INPUT FOR THIS TASK START

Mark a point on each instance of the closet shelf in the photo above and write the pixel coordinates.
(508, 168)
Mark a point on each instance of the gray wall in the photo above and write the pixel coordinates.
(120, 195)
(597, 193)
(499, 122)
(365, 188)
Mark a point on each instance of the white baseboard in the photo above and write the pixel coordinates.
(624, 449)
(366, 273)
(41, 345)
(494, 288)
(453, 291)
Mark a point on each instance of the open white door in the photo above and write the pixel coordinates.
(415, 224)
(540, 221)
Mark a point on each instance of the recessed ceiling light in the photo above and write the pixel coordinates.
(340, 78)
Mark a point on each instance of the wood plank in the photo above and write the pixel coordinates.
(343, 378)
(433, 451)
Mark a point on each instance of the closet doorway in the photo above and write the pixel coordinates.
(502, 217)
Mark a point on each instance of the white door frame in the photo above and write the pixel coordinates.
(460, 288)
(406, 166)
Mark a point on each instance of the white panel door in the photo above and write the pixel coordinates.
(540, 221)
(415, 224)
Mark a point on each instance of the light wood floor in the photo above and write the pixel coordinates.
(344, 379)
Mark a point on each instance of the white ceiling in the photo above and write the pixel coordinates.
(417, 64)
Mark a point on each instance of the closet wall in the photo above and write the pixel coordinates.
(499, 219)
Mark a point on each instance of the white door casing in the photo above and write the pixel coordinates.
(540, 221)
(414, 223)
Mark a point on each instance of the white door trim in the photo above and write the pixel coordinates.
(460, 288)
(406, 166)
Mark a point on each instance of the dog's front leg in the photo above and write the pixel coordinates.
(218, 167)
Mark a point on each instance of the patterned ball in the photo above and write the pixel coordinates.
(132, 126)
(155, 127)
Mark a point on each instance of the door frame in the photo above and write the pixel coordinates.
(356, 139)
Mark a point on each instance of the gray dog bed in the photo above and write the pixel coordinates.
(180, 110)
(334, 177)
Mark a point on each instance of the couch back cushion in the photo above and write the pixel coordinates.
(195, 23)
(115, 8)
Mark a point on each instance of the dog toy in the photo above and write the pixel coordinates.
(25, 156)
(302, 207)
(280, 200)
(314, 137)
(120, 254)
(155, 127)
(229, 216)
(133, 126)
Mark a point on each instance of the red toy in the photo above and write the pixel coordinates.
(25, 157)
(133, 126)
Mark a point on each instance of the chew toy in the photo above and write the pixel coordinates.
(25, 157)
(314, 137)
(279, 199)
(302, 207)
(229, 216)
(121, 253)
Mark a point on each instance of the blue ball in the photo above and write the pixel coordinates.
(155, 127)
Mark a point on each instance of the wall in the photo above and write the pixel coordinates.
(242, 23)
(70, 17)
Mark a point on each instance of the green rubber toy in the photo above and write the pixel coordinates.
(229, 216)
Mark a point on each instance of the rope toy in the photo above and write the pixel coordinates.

INPUT FOR THIS TASK END

[THE PROBLEM]: Make a precise copy of the records in their entirety.

[REPLY]:
Mark a point on each instance of the closet shelf in the photo above and write the pixel coordinates.
(508, 168)
Mark a point on each instance of the gray wall in the photo above and write the pixel coordinates.
(120, 195)
(597, 193)
(499, 122)
(365, 188)
Mark a point on each instance of the white baseboard in the photo above and write the pixel coordinates.
(624, 449)
(366, 273)
(41, 345)
(494, 288)
(453, 291)
Mark a point on each instance of the open white door in the photo above and write the pixel coordinates.
(415, 224)
(540, 221)
Mark a point on each instance of the recessed ceiling light in the photo above and write the pixel coordinates.
(340, 78)
Mark a point on each instance of the wood plank in the photo above and write the pixel coordinates.
(343, 378)
(433, 451)
Mark a point on each instance of the closet doorway in the photo above and write the pixel coordinates.
(502, 217)
Mark a point on each instance of the white door frame in the photo above and write the pixel coordinates.
(460, 288)
(406, 166)
Mark a point on each instance of the white panel door in the photo above and write the pixel coordinates.
(540, 221)
(415, 224)
Mark a point on each instance of the light wood floor in the photo above and write the pixel coordinates.
(344, 379)
Mark a point on each instance of the white ceiling in the photo above and write the pixel coordinates.
(417, 64)
Mark a point on each instance of the closet wall in the photo above and write the pixel coordinates.
(499, 219)
Mark a point on each instance of the white door casing in the photo above and write the pixel coordinates.
(540, 221)
(414, 223)
Mark a point on each instance of the white door trim in the photo above and write the pixel coordinates.
(460, 288)
(406, 166)
Mark a point on each instance of the dog's front leg in the photo above and write the pixel coordinates.
(218, 167)
Mark a point on each instance of the patterned ball in the photo above and write the pixel coordinates.
(132, 126)
(155, 127)
Mark a point on each instance of the door frame in the photo above and write the pixel coordinates.
(356, 139)
Mark a point on each instance of the gray dog bed in the photo above and write the pixel coordinates.
(180, 110)
(334, 177)
Mark a point on each instance of the couch back cushion in the photo above and write the pixel coordinates.
(195, 23)
(115, 8)
Mark a point on each instance of the dog toy in the photo above and write the pixel coordinates.
(25, 156)
(302, 207)
(280, 200)
(314, 137)
(120, 254)
(155, 127)
(229, 216)
(133, 126)
Mark a point on each instance of the red toy in the photo above and write the pixel coordinates.
(25, 157)
(133, 126)
Mark a point on each instance of the chew toy in the photo above and write the pixel coordinates.
(25, 157)
(314, 137)
(279, 199)
(302, 207)
(229, 216)
(121, 253)
Mark a point on each instance of the blue ball in the photo above and write the pixel coordinates.
(155, 127)
Mark a point on each instance of the wall in the photo above and write the pixel coordinates.
(242, 23)
(70, 17)
Mark a point on each instance of the green rubber toy in the photo above and write the pixel coordinates.
(229, 216)
Mark a point on each instance of the rope toy in the photo above and write the pixel coordinates.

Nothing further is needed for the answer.